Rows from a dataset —
○ ○ ○ ○ ○

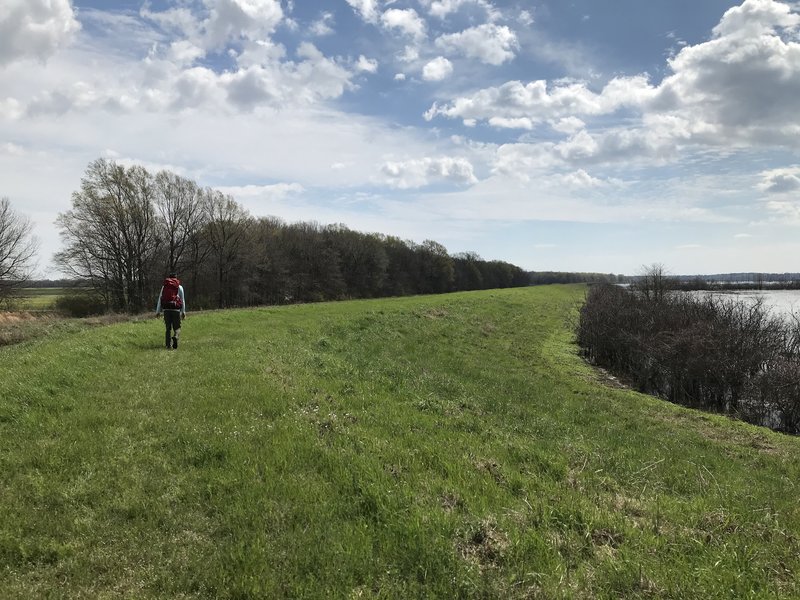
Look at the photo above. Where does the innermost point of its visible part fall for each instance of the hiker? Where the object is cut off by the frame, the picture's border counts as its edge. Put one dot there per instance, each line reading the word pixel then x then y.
pixel 172 302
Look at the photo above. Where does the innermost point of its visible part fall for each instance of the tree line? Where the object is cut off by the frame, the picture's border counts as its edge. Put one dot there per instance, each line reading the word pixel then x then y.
pixel 701 351
pixel 128 227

○ ○ ○ ○ ○

Work required —
Print every line of the entries above word for word, but leave the pictures out.

The output —
Look at the photo above. Where does the innermost point of its visible part fall for each instance of the hiker? Where the object is cut off by the frame, the picture's border counts as its edge. Put one dot there per instance, each line reading the word pixel then x then y.
pixel 172 302
Look at the photo above. Where does the innermost point of its visible part fall for each instance of the tree line? Where the object is cut off by the frame, the picture's border counts as its edge. Put one dot there per instance, each line reading the word pixel then x then y.
pixel 701 351
pixel 128 227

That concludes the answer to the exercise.